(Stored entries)
◆ ◆ ◆ ◆ ◆ ◆ ◆

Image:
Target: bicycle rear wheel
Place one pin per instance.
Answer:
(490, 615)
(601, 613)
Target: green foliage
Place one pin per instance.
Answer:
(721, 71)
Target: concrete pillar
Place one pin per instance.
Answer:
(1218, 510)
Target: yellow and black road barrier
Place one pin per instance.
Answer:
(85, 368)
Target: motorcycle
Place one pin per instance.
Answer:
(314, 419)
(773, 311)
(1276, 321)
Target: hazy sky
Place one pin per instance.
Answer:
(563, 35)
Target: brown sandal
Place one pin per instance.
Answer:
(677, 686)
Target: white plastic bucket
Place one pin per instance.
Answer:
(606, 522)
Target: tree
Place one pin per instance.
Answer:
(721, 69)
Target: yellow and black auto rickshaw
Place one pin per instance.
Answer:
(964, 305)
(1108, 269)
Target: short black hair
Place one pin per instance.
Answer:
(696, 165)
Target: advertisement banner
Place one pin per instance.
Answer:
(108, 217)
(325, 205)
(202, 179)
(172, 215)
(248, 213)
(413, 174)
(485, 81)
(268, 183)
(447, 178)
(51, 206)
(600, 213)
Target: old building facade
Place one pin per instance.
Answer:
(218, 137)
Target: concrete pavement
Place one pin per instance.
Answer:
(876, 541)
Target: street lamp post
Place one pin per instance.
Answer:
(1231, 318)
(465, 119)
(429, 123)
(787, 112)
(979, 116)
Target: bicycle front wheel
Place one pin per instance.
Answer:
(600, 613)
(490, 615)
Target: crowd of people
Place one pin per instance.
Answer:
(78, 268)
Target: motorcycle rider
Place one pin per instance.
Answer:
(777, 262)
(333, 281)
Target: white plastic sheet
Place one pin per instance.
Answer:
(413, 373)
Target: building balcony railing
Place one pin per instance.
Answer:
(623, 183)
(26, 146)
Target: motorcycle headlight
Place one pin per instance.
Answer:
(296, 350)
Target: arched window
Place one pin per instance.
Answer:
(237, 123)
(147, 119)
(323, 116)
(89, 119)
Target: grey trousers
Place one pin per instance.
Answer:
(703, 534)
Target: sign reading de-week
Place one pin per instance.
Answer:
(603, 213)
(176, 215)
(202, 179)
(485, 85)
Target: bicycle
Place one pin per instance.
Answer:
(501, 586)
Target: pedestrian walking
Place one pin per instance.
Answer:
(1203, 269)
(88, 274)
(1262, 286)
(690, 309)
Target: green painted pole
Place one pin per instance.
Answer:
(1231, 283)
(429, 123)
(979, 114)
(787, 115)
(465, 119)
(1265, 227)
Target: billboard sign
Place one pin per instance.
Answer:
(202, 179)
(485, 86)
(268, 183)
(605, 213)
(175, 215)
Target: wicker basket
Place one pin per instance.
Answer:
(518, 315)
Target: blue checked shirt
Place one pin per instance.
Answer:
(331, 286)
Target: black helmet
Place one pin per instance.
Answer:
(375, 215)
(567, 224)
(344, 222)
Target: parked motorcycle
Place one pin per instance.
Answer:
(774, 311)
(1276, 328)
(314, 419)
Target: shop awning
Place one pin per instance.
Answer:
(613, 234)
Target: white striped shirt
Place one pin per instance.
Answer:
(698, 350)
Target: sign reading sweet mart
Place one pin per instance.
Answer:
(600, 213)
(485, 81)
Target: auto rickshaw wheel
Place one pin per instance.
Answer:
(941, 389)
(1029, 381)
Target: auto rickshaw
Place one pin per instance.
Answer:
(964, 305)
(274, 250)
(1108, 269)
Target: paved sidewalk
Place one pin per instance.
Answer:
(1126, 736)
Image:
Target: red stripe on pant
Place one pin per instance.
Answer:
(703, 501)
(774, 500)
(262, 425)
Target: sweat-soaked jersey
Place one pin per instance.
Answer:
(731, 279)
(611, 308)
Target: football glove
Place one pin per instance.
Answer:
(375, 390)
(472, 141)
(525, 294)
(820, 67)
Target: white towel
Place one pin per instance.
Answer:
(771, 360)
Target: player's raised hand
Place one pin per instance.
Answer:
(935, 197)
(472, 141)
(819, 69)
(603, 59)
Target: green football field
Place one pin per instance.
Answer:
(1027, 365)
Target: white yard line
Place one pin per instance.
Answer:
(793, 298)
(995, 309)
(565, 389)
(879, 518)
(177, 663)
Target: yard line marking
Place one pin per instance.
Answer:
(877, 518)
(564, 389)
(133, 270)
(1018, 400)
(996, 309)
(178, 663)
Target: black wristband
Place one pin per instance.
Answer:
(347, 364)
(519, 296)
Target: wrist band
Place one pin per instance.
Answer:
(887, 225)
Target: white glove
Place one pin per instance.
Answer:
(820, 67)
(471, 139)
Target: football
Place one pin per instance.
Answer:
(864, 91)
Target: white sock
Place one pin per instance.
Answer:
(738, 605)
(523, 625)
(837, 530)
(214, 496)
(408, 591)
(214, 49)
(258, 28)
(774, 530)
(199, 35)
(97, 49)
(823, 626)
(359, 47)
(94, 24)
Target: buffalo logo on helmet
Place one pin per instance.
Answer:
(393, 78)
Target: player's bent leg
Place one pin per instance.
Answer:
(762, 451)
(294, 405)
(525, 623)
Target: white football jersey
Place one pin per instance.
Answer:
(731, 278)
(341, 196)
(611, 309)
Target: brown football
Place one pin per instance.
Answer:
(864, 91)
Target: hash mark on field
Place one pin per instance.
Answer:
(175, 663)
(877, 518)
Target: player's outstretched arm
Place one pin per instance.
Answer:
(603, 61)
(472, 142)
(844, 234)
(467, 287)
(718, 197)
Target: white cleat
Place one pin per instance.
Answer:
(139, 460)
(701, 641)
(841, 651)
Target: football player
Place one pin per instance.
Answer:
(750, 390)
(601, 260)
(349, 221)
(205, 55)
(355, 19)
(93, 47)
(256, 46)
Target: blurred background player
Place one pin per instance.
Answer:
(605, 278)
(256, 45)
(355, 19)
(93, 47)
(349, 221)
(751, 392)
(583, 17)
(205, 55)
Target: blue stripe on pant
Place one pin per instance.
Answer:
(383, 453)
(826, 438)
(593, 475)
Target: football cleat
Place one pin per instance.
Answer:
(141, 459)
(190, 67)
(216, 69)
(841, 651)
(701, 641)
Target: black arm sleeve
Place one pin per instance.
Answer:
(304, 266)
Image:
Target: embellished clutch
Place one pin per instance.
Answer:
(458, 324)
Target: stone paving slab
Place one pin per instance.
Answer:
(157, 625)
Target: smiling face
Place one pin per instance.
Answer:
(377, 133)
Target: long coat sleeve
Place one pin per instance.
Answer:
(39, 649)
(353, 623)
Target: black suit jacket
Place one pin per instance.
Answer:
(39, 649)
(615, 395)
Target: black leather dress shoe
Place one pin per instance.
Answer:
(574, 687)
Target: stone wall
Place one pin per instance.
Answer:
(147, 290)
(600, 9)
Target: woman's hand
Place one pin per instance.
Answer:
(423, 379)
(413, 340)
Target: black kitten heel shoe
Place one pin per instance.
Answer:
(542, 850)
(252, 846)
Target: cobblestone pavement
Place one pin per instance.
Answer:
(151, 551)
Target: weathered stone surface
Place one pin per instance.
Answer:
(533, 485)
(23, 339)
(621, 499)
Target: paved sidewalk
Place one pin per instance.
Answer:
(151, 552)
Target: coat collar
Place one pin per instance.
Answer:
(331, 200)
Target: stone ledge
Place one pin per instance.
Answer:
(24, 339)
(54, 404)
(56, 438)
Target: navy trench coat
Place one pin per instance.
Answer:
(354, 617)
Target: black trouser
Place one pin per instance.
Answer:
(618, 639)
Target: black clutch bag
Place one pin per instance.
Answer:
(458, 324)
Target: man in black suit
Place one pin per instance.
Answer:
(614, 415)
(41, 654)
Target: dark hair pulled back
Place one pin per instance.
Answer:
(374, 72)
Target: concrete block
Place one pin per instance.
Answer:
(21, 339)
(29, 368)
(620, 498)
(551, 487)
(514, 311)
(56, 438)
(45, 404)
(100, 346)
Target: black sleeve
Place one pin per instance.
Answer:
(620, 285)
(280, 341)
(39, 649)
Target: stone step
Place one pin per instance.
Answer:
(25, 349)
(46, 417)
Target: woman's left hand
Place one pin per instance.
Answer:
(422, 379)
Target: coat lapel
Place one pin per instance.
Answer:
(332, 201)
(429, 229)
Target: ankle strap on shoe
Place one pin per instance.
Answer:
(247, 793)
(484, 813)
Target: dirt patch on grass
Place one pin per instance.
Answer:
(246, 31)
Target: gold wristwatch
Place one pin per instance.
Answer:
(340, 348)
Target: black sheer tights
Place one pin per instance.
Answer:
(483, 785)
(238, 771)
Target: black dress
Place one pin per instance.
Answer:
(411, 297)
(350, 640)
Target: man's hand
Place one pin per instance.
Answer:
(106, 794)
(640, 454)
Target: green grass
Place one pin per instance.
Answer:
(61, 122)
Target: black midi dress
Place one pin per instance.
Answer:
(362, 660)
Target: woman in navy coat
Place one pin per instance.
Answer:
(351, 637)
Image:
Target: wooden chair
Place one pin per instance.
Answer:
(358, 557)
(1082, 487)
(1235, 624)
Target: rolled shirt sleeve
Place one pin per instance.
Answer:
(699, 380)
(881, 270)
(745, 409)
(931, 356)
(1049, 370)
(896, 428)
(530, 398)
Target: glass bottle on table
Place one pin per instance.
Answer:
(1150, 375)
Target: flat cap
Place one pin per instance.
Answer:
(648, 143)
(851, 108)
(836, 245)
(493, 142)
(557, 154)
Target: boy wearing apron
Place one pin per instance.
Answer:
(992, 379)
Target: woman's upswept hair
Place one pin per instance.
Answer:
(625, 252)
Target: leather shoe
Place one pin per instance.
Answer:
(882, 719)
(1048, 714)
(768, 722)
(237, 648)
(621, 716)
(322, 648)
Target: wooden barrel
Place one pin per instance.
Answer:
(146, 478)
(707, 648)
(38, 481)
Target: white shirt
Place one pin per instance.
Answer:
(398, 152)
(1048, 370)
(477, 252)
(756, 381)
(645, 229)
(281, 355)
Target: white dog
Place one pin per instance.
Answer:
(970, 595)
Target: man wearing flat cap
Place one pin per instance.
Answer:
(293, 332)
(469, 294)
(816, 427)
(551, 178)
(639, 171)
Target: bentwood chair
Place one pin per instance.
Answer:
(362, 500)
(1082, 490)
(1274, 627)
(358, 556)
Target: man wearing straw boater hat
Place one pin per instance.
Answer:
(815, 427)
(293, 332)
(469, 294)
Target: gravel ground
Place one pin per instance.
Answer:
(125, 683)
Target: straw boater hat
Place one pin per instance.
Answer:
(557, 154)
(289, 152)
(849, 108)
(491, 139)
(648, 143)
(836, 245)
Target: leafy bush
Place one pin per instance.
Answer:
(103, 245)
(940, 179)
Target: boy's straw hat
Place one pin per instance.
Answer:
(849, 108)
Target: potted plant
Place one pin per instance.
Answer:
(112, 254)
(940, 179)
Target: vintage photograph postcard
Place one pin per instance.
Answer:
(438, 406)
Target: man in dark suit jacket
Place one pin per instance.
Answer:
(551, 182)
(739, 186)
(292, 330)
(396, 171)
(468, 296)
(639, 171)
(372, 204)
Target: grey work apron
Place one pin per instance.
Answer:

◆ ◆ ◆ ◆ ◆ ◆ ◆

Prompt:
Determine how many lines of the data above contain the string "rickshaw", and answer with the number only.

Response:
3